TASK DETAILS: Scale the data from the line with "If you could tag the green leaf" up to and including the line with "<point>91,79</point>". Repeat every line, requests unchanged, but multiply each point coordinate in the answers by 1.8 and round to whole numbers (halves round up). Give only those lines.

STORED DATA:
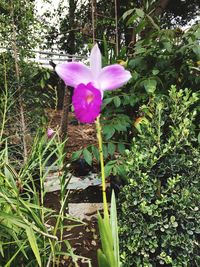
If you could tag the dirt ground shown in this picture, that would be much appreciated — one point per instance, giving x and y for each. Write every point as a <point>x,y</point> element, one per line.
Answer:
<point>83,239</point>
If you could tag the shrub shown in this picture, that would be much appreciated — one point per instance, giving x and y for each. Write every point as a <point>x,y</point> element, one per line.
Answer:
<point>159,216</point>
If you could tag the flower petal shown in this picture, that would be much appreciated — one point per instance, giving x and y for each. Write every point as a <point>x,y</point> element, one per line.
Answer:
<point>87,103</point>
<point>74,73</point>
<point>95,61</point>
<point>112,77</point>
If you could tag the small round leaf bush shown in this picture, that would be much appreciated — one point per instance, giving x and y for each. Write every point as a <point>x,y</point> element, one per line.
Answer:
<point>159,210</point>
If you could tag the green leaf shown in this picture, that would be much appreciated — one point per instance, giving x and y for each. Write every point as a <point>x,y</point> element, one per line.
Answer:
<point>108,169</point>
<point>87,156</point>
<point>33,244</point>
<point>199,138</point>
<point>139,12</point>
<point>117,101</point>
<point>95,152</point>
<point>127,13</point>
<point>76,154</point>
<point>108,131</point>
<point>121,148</point>
<point>150,85</point>
<point>106,240</point>
<point>114,228</point>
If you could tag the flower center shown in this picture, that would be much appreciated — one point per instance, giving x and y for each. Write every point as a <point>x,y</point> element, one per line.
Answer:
<point>89,98</point>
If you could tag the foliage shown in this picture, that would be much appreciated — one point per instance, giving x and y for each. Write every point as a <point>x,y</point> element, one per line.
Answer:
<point>159,207</point>
<point>32,234</point>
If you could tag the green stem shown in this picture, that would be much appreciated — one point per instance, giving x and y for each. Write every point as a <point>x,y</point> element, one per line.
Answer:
<point>99,137</point>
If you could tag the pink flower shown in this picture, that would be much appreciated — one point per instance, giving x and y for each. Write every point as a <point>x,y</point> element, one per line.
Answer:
<point>50,132</point>
<point>87,102</point>
<point>91,79</point>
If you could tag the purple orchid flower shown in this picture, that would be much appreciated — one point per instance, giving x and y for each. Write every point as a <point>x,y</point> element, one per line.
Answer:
<point>87,81</point>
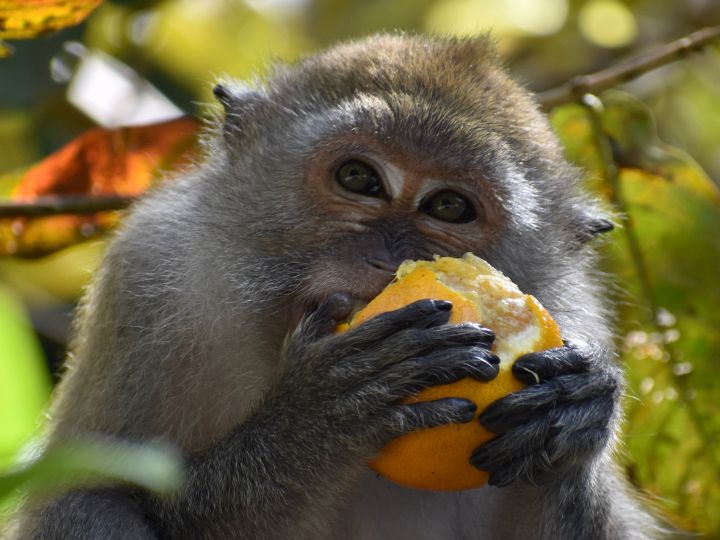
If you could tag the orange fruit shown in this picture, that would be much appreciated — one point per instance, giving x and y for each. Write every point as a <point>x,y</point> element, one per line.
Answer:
<point>438,458</point>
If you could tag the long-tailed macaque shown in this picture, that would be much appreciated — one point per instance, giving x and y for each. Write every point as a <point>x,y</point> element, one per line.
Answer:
<point>210,322</point>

EXERCISE SOLUTION:
If you could tag the green leaf shown in this picture, that would be much appreciated — one point per instance, giving x and y for each. Write every point as a <point>x,y</point> element, one per line.
Answer:
<point>194,304</point>
<point>157,281</point>
<point>59,439</point>
<point>358,248</point>
<point>250,22</point>
<point>211,182</point>
<point>171,274</point>
<point>229,23</point>
<point>137,277</point>
<point>194,236</point>
<point>218,266</point>
<point>270,153</point>
<point>191,432</point>
<point>205,410</point>
If you could tag the flower center shown in this picture, that would be much appreciated — one point per instance, giving x and y for each. Write every point as a <point>x,y</point> element, one per line.
Answer:
<point>160,176</point>
If you could tag the foliage shown in this picture, that would be much appreciated — one point per instance, giving x and y for each. Write every point as a <point>x,y</point> element, one per line.
Answer:
<point>286,373</point>
<point>58,421</point>
If you could tag the green stem shown in this picture, that would be much appreciated — one point per instance, giving x and y for each. Write every point as a <point>x,y</point> element, one per line.
Answer:
<point>178,247</point>
If you could tag the pink flower shown in this picture, that would be much appreciated — one point per instance, giving x and y for each. Write every point as a <point>x,y</point> element, one per line.
Answer:
<point>90,238</point>
<point>157,184</point>
<point>164,142</point>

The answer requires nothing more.